▶ TEXTO DEL DOCUMENTO

________________________________________

Es ahí, entonces, cuando surgen las interrogantes. ¿Es realmente necesario entrar en esta disputa del texto bíblico para construir el socialismo del siglo XXI, esa nueva sociedad que busca la igualdad, la justicia, la solidaridad? ¿Debemos entrar en una disputa teológica para construir la sociedad del mañana? ¿Realmente nos puede servir un texto de dos milenios de antigüedad para edificar ese nuevo orden, texto polémico, que da lugar a tantas y tan variadas lecturas, o es mejor utilizar los avances que la humanidad ha producido y aprovechar los aportes de las modernas ciencias sociales?
La pregunta es, entonces: ¿nos sirve esa “exégesis” bíblica, esa complejísima “hermenéutica” para luchar por un mundo de mayor justicia, o eso es un problema teológico en el que mejor ni meterse?

________________________________________

▶ TAREA A REALIZAR
¿Puedes transcribir textualmente el fragmento del texto del documento que va desde "La pregunta es, entonces: ¿nos" hasta "mejor ni meterse?"?

________________________________________

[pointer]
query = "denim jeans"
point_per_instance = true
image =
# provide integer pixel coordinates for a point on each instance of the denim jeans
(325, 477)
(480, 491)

________________________________________

▶ RESPUESTA ESCRITA
La pregunta es, entonces: ¿nos sirve esa “exégesis” bíblica, esa complejísima “hermenéutica” para luchar por un mundo de mayor justicia, o eso es un problema teológico en el que mejor ni meterse?